╭─ Passage for review

NYT Crossword for Friday, November 25, 2022 by Simon Marotte

Simon Marotte notes:

I'm thrilled to have my first themeless in the Times! I have to give credit to constructors Robyn Weintraub, Nam Jin Yoon, Caitlin Reid, and Ryan McCarty (to name a few) whose puzzles inspired me to challenge myself to construct a fun Friday crossword. Hope this was a gratifying solve!

P.S. Shout out to the Daily Princetonian puzzle section! I've recently joined as a contributing constructor & I highly recommend checking out its website, where puzzles are published every Tuesday and Friday.

Jeff Chen notes:

HAD A BLAST is right! This is my favorite type of themeless crossword, focusing on pure fun, loaded with colorful, accessible long entries, and bulging with highly-toned wordplay clues that pop.

Most every themeless these days is chock full of excellent long phrases — they all have to be, considering the sky-high bar raised by pandemic-bored constructors — but so few turn the wordplay knob to eleven. Today, I ticked off at least eleven clues that delighted.

I usually notice the ones that elevate an already great entry even higher — repurposing "funny bones" to describe LOADED DICE is criminally awesome — but I appreciate wordplay clues for short, ho-hum entries even more. Some speed-solvers will gloss over SCUM, barely reading the clue. That would be a shame since I got fooled so badly by [Film about fish tanks?]. So much for my brilliant guess of NEMO!

╰─
╭─ Record set

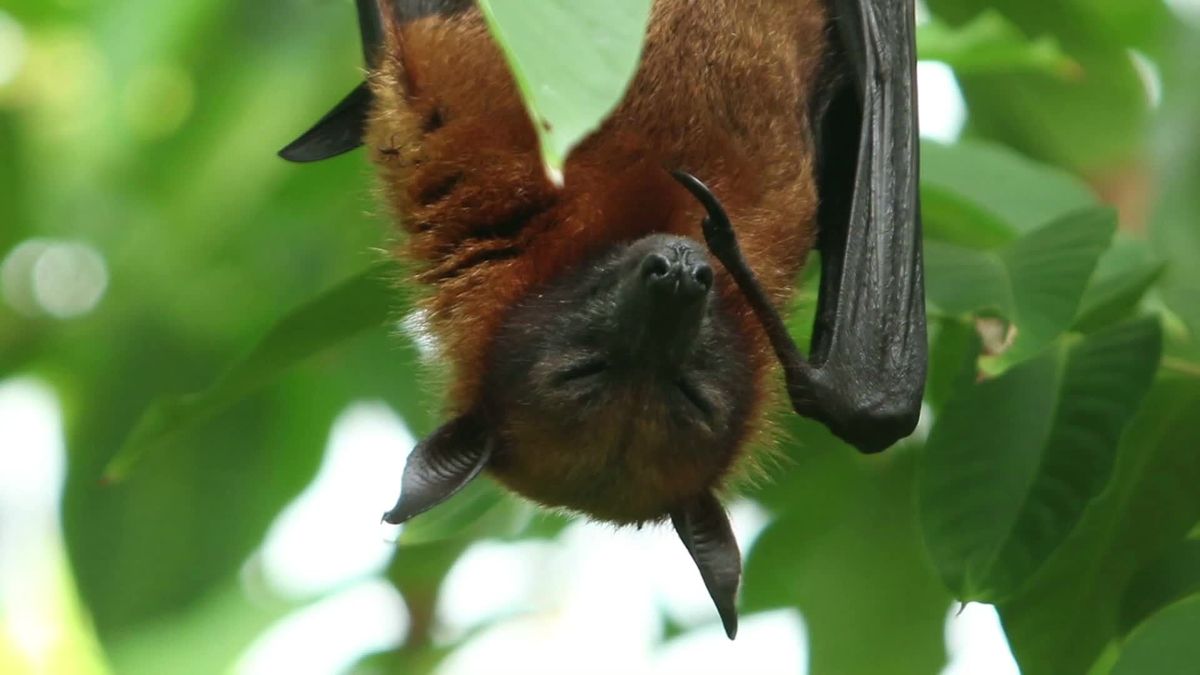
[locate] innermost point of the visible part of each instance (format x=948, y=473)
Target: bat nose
x=673, y=273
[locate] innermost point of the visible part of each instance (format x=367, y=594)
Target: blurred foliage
x=1057, y=479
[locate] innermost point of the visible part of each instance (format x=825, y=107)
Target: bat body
x=612, y=341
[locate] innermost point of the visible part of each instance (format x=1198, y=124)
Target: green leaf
x=991, y=43
x=1125, y=274
x=845, y=550
x=359, y=304
x=573, y=63
x=982, y=195
x=995, y=506
x=1171, y=578
x=1164, y=645
x=1037, y=282
x=1068, y=615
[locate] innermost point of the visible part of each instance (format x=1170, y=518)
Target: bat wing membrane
x=869, y=345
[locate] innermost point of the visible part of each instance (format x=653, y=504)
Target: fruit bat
x=612, y=341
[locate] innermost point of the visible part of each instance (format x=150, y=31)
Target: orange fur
x=721, y=93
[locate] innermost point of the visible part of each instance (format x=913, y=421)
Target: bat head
x=621, y=388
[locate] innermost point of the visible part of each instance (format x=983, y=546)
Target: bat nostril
x=703, y=275
x=654, y=268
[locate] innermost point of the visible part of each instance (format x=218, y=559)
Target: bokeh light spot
x=942, y=111
x=61, y=279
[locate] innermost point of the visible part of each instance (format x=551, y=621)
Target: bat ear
x=342, y=129
x=705, y=530
x=441, y=465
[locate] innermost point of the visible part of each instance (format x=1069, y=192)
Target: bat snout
x=664, y=299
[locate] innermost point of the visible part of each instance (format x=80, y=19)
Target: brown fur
x=721, y=93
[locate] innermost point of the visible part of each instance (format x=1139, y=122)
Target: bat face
x=604, y=358
x=622, y=388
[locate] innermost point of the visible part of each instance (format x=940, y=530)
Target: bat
x=612, y=341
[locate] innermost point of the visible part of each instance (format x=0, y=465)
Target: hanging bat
x=612, y=341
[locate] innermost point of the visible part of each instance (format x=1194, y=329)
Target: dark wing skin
x=341, y=130
x=869, y=345
x=867, y=374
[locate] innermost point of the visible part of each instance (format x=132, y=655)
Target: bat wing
x=869, y=346
x=341, y=130
x=867, y=372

╰─

◆ **Activity**: Return the full crossword commentary word for word, with no changes. The records have no connection to the crossword commentary.

◆ **Written answer**:
NYT Crossword for Friday, November 25, 2022 by Simon Marotte

Simon Marotte notes:

I'm thrilled to have my first themeless in the Times! I have to give credit to constructors Robyn Weintraub, Nam Jin Yoon, Caitlin Reid, and Ryan McCarty (to name a few) whose puzzles inspired me to challenge myself to construct a fun Friday crossword. Hope this was a gratifying solve!

P.S. Shout out to the Daily Princetonian puzzle section! I've recently joined as a contributing constructor & I highly recommend checking out its website, where puzzles are published every Tuesday and Friday.

Jeff Chen notes:

HAD A BLAST is right! This is my favorite type of themeless crossword, focusing on pure fun, loaded with colorful, accessible long entries, and bulging with highly-toned wordplay clues that pop.

Most every themeless these days is chock full of excellent long phrases — they all have to be, considering the sky-high bar raised by pandemic-bored constructors — but so few turn the wordplay knob to eleven. Today, I ticked off at least eleven clues that delighted.

I usually notice the ones that elevate an already great entry even higher — repurposing "funny bones" to describe LOADED DICE is criminally awesome — but I appreciate wordplay clues for short, ho-hum entries even more. Some speed-solvers will gloss over SCUM, barely reading the clue. That would be a shame since I got fooled so badly by [Film about fish tanks?]. So much for my brilliant guess of NEMO!